__Excerpt to read__
I got this email from a group called Virginians for Life and Liberty:
Robert Sarvis has recently broken with Libertarians on key issues*
Recent interviews with Chuck Todd and Reason.com reveal:
Sarvis FAVORS higher taxes, including
- higher gas taxes and
- a new “miles-driven” tax and
- opposing any tax cuts, including the Cuccinelli Tax Cut Plan
Sarvis FAVORS expanding Obamacare
- Through massive Medicaid expansion in VA
- Adding 400,000 new permanent enrollees to this social program
- Price-tag to taxpayers: $3B per year.
Robert Sarvis: “I’m not into the whole Austrian type, strongly libertarian economics, I like more mainstream economics and would have been happy to go elsewhere.”
Robert Sarvis: self-described “moderate” (Oct 26 forum)
SARVIS: not very Libertarian at all
Cuccinelli is the only choice for Liberty-minded voters
That’s why Robert Dean and other Libertarian leaders are backing Ken Cuccinelli for Governor Nov 5th
Authorized by Russ Moulton. Not authorized or paid for by any candidate or candidate’s committee.

__Work item__
Please pull out the part of the email about Robert Sarvis from "Robert Sarvis: self-described" to "or candidate’s committee.", word for word.

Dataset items
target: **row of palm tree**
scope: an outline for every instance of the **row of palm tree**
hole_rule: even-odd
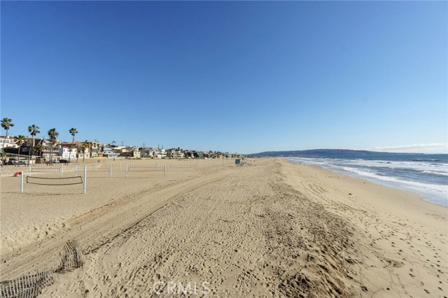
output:
[[[8,118],[4,118],[1,120],[1,127],[3,127],[6,131],[6,133],[5,134],[5,139],[4,141],[4,146],[1,150],[1,166],[3,167],[4,166],[4,162],[3,161],[5,159],[5,150],[4,147],[6,144],[6,139],[8,139],[8,132],[9,131],[9,129],[10,127],[13,127],[14,126],[14,123],[13,123],[13,120],[12,119]],[[41,132],[39,131],[39,127],[36,125],[31,125],[30,126],[28,127],[28,132],[29,132],[29,134],[31,135],[31,148],[28,152],[28,164],[29,164],[30,160],[31,160],[31,150],[38,150],[39,152],[42,152],[42,150],[43,150],[43,146],[41,144],[38,144],[36,146],[34,146],[34,137],[39,134]],[[69,147],[69,150],[70,152],[69,153],[69,162],[70,162],[71,160],[71,150],[73,150],[73,148],[74,148],[74,143],[75,143],[75,135],[76,135],[78,134],[78,130],[74,128],[74,127],[71,127],[70,129],[70,130],[69,130],[69,132],[70,133],[70,134],[71,134],[71,136],[73,136],[72,138],[72,141],[71,141],[71,145]],[[52,128],[48,130],[48,140],[50,141],[50,143],[51,144],[51,150],[50,151],[50,162],[51,164],[52,164],[53,159],[52,159],[52,153],[53,153],[53,150],[55,148],[55,145],[56,145],[56,143],[57,143],[57,136],[59,136],[59,132],[57,132],[56,131],[55,128]],[[22,135],[19,135],[18,136],[15,137],[15,141],[16,141],[16,144],[19,146],[18,148],[18,151],[17,152],[17,159],[18,162],[19,160],[19,157],[20,157],[20,148],[22,148],[22,146],[23,146],[23,144],[24,144],[27,142],[27,138],[25,136],[22,136]],[[83,153],[85,153],[85,150],[87,149],[87,146],[85,144],[83,144],[79,147],[78,147],[78,148],[80,150],[80,152],[82,152]],[[83,155],[83,162],[84,162],[84,159],[85,158],[85,155]],[[77,158],[76,158],[76,162],[78,162],[78,159],[79,158],[79,155],[77,155]]]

__Finished task__
Robert Sarvis: self-described “moderate” (Oct 26 forum)
SARVIS: not very Libertarian at all
Cuccinelli is the only choice for Liberty-minded voters
That’s why Robert Dean and other Libertarian leaders are backing Ken Cuccinelli for Governor Nov 5th
Authorized by Russ Moulton. Not authorized or paid for by any candidate or candidate’s committee.